Page excerpt:
Mina Anne was troubled. She had loved Paul ever since the accident that had brought him to Cutler Hospital. But—one thought turned her days into torment. How could she love a man and still despise his outlook on life? How could she marry a man who so violently disapproved of the job she was doing?
“Put two girls and a can opener in the kitchen, and you have a feast.”
“For a physician, you are really very uninformed in a certain field of diagnosis.”
Mina Anne Richards is, in addition to one of the more awkwardly named VNRN heroines I’ve met, a public health nurse. She’s concerned about a population of migrant workers who are living without basic plumbing or running water, and now they’re about to be evicted from their squatting grounds, apparently because “the camp was a veritable breeding ground for communicable diseases.” You could say the same about hospitals and elementary schools, but whatever.

Exercise set:
1) Answer these questions using the review of the Mina Anne Richards nurse novel:
(a) Which hospital did the accident bring Paul to?
(b) What kind of nurse is Mina Anne Richards?
(c) What do the migrant workers live without?
2) Transcribe the part of the review of the Mina Anne Richards nurse novel that opens with the words containing "Mina Anne Richards" and closes with "schools, but whatever.".
3) Go on with the review of the Mina Anne Richards nurse novel, starting after its last sentence.
The items that come after this review are separate material and are not part of it.

Data records:
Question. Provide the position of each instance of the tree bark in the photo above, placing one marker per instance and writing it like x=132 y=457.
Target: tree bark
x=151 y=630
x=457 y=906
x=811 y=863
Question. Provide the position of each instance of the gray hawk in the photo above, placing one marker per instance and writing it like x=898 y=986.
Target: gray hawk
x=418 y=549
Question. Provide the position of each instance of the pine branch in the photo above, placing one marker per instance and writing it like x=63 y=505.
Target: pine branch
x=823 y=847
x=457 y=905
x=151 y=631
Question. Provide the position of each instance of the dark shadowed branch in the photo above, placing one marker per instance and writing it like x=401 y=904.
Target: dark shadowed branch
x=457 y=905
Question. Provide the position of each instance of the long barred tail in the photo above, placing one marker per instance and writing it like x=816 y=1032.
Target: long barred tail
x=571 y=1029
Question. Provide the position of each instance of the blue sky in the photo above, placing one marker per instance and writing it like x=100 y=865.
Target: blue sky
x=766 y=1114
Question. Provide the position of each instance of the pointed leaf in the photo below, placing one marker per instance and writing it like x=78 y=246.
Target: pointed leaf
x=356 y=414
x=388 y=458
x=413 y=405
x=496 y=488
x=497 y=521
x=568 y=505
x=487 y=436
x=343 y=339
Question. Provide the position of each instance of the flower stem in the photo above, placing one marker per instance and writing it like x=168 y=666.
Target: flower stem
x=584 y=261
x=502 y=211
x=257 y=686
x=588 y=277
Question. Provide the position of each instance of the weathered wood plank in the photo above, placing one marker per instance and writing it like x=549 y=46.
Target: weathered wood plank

Results of the tasks:
1)
(a) Cutler Hospital
(b) A public health nurse
(c) Basic plumbing and running water

2)
Mina Anne Richards is, in addition to one of the more awkwardly named VNRN heroines I’ve met, a public health nurse. She’s concerned about a population of migrant workers who are living without basic plumbing or running water, and now they’re about to be evicted from their squatting grounds, apparently because “the camp was a veritable breeding ground for communicable diseases.” You could say the same about hospitals and elementary schools, but whatever.

3)
Mina Anne’s boyfriend, attorney C. Paul Parker, is pressing her to give up her job and marry him, but she’s not completely convinced. Paul is particularly earnest in his proposal because the president of a large company will give Paul’s firm his business but only if Paul marries Mr. Chalder’s daughter—a very peculiar arrangement in a number of ways—and Paul will be off the hook if he’s already married, he explains to Mina Anne. When she objects, he responds, “Once we’re married, I’ll be able to show you where your perspective is out of focus.” Curiously, Mina Anne neither flings a skillet at his head nor shoves him out the door, but continues to consider, no matter how tepidly, his proposal.
The book gives us a lot of back-and-forth between Mina Anne and Paul, and even some mildly interesting if dated debates about welfare—one poor family with only one pair of shoes between the two children refuses to accept welfare, and Mina Anne debates whether this is admirable or “false pride.” A casual dinner or two with Dr. Louis Marquand, her boss, and then, at the book’s halfway point, it begins to snow. When Mina Anne and her roommate Joan, trapped indoors for several days by the blizzard, begin to snap at each other, wise medico Mina Anne chalks it up to dehydration: “The department warned us of the possibility.”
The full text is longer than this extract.